**READING TEXT:**
########################################

The Aesthetics of Kinship: Form and Family in the Long Eighteenth Century (New Studies in the Age of Goethe)

Current price: $42.95
Publication Date: January 13th, 2023
Publisher:
Bucknell University Press
ISBN:
9781684484539
Pages:
354

Description

The Aesthetics of Kinship intervenes critically into rigidified discourses about the emergence of the nuclear family and the corresponding interior subject in the eighteenth century. By focusing on kinship constellations instead of “family plots” in seminal literary works of the period, this book presents an alternative view of the eighteenth-century literary social world and its concomitant ideologies. Whereas Enlightenment and post-Enlightenment philosophy and political theory posit the nuclear family as a microcosm for the ideal modern nation-state, literature of the period offers a far more heterogeneous image of kinship structures, one that includes members of various classes and is not defined by blood. Through a radical re-reading of the multifarious kinship structures represented in literature of the long eighteenth century, The Aesthetics of Kinship questions the inevitability of the dialectic of the Enlightenment and invokes alternative futures for conceptions of social and political life.

About the Author

HEIDI SCHLIPPHACKE is a professor of Germanic studies at the University of Illinois, Chicago. Her research explores the intersections of aesthetics, gender, sexuality, and social forms in the European Enlightenment and in post-WWII German-language literature, thought, and film. She is the author of Nostalgia After Nazism: History, Home, and Affect in German and Austrian Literature and Film (Bucknell University Press).

Praise for The Aesthetics of Kinship: Form and Family in the Long Eighteenth Century (New Studies in the Age of Goethe)

########################################

**ACTIVITIES:**
A) In the book listing above, transcribe the passage starting at "HEIDI SCHLIPPHACKE is" and ending at "(Bucknell University Press).".
B) According to the book listing above, the author's research explores the intersections of which topics? List every one.

**INFORMATION GIVEN:**
########################################

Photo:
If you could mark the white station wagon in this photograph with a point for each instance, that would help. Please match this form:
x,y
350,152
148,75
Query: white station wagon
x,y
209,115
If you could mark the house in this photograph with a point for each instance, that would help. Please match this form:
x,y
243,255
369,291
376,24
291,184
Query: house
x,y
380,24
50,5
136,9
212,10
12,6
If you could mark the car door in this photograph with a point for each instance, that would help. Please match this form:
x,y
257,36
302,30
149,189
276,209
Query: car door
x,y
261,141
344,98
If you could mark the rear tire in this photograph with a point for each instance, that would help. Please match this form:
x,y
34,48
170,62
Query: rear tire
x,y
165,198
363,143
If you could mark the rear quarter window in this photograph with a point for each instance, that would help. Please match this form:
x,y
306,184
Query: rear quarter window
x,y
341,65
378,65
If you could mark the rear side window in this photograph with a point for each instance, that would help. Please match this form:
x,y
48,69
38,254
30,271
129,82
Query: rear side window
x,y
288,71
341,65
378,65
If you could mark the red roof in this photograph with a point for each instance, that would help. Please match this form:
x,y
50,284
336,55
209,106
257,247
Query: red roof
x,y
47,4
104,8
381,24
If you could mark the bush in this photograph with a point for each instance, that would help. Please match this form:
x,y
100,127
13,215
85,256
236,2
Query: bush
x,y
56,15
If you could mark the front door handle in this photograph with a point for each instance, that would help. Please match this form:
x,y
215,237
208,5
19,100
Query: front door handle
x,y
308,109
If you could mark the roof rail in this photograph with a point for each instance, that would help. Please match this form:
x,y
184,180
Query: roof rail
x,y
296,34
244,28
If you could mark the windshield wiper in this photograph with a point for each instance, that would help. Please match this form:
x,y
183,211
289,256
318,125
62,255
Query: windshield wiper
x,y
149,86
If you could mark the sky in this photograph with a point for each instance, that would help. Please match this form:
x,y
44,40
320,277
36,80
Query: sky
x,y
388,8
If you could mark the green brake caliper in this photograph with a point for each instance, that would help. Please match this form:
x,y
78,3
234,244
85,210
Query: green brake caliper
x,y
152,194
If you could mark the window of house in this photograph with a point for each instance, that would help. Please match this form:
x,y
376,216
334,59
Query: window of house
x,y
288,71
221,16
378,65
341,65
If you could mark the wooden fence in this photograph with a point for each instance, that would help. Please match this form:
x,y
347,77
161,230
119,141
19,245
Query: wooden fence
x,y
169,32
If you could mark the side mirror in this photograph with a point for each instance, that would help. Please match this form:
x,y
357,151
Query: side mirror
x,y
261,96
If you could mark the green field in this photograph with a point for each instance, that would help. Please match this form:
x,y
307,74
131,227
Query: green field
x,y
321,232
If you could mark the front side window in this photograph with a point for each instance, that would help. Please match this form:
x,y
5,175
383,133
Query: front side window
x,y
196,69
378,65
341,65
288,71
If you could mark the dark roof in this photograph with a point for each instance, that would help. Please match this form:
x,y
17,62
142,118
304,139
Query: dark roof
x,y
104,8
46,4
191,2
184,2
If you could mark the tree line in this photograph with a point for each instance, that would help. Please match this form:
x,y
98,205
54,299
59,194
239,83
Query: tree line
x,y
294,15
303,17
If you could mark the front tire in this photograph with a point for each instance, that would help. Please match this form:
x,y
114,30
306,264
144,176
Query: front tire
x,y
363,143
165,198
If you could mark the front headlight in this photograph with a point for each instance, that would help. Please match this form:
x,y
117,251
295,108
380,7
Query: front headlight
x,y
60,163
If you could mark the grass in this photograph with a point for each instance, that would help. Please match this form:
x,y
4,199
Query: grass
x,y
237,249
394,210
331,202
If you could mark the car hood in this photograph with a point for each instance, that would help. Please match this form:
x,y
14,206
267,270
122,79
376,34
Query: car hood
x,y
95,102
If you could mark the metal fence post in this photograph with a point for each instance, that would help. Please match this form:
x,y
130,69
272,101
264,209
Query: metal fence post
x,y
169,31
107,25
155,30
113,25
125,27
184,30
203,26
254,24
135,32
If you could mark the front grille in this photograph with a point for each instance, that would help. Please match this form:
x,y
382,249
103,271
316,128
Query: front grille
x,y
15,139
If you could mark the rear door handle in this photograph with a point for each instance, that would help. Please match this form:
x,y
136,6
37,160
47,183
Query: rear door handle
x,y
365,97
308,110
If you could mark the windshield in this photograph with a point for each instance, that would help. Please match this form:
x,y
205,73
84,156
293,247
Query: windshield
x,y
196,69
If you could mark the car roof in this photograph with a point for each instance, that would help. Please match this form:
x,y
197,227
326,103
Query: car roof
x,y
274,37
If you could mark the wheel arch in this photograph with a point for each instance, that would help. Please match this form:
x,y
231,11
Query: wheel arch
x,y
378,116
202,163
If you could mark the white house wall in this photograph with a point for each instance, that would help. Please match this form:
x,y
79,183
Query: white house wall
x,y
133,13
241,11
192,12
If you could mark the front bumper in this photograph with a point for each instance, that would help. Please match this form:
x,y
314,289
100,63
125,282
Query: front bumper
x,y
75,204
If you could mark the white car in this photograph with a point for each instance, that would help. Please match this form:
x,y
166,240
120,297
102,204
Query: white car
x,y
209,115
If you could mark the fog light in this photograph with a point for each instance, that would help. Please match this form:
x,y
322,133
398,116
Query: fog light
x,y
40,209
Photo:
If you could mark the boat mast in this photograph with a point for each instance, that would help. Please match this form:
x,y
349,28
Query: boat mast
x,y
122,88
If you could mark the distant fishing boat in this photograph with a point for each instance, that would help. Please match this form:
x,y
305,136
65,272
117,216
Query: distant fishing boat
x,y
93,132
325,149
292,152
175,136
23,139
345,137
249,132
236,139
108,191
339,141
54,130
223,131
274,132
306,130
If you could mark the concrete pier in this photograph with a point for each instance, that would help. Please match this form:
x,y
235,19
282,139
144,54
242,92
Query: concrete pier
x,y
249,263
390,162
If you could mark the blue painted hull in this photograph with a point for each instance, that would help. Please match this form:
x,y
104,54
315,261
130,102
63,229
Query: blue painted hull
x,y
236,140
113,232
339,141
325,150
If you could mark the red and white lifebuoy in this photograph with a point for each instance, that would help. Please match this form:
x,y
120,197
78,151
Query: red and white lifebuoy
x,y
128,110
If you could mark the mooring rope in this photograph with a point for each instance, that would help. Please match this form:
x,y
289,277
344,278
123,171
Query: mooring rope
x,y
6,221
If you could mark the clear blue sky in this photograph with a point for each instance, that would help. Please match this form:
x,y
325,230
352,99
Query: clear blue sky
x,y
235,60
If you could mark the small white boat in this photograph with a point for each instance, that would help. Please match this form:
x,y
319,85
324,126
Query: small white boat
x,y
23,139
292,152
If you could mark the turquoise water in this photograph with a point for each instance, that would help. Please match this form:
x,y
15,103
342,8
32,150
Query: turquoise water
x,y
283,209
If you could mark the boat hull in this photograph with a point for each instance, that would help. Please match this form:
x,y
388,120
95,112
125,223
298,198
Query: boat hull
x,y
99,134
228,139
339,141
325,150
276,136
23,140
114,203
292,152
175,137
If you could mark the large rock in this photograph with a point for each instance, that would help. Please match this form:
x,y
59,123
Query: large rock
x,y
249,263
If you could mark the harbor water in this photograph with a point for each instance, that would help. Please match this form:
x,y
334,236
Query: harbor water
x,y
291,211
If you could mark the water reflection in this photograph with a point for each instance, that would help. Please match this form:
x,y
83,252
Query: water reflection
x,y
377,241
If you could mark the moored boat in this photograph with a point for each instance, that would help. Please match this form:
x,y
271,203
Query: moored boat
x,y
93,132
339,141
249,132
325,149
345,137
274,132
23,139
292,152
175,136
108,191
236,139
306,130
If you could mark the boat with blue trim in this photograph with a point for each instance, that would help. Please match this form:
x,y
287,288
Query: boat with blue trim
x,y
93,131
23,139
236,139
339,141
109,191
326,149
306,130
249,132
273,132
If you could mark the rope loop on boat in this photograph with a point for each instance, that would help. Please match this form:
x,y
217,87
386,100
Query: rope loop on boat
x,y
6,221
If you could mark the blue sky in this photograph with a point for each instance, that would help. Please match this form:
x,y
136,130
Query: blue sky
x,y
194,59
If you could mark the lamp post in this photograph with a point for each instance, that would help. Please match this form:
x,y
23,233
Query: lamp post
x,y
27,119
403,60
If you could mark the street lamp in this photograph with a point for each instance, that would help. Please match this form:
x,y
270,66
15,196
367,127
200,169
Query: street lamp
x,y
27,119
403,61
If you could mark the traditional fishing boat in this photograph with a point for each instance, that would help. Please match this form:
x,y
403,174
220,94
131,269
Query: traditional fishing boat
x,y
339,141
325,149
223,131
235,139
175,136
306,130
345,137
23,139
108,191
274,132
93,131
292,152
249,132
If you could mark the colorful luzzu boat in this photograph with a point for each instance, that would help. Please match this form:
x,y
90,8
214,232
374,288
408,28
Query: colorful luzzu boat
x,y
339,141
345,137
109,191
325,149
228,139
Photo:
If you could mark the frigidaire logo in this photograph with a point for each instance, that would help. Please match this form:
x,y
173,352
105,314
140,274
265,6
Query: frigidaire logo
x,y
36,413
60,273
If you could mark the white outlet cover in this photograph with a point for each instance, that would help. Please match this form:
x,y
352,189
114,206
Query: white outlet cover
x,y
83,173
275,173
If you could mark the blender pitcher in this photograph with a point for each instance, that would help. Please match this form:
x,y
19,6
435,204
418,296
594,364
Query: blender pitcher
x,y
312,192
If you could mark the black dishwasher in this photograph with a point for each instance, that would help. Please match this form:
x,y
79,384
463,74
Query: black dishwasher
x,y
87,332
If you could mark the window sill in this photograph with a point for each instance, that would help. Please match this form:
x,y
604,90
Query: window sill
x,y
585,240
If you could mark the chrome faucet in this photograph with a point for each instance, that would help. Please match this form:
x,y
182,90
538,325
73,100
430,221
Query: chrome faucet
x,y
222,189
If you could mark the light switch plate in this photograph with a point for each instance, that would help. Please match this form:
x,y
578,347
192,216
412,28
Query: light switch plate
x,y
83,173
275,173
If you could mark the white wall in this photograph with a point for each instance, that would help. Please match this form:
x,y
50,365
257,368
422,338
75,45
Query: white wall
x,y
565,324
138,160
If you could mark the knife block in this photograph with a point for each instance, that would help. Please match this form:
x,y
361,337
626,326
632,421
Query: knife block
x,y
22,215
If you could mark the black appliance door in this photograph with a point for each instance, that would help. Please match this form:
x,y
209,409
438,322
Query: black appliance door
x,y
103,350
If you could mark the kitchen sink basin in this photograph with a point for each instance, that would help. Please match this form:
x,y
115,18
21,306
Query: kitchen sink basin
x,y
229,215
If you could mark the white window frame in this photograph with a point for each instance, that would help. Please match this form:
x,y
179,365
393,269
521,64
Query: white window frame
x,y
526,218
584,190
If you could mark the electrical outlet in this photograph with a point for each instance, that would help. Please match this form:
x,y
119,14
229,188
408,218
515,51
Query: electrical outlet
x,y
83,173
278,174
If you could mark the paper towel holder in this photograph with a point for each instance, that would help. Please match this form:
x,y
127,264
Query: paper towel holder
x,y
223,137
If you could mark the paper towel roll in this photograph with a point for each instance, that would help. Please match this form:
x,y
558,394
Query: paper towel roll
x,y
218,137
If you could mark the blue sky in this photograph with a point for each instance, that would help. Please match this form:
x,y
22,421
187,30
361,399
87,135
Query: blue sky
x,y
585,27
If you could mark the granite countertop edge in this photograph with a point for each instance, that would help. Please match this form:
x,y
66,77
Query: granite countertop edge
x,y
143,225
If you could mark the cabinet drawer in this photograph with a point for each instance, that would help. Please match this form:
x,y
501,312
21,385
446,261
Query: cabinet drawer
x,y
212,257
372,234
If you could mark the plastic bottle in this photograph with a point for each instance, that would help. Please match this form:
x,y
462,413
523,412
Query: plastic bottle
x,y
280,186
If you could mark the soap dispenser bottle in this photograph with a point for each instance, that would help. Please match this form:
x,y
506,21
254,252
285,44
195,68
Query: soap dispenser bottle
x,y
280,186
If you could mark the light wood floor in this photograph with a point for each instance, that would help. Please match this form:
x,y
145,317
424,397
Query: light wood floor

########################################

**ANSWER LIST:**
A)
HEIDI SCHLIPPHACKE is a professor of Germanic studies at the University of Illinois, Chicago. Her research explores the intersections of aesthetics, gender, sexuality, and social forms in the European Enlightenment and in post-WWII German-language literature, thought, and film. She is the author of Nostalgia After Nazism: History, Home, and Affect in German and Austrian Literature and Film (Bucknell University Press).

B)
- aesthetics
- gender
- sexuality
- social forms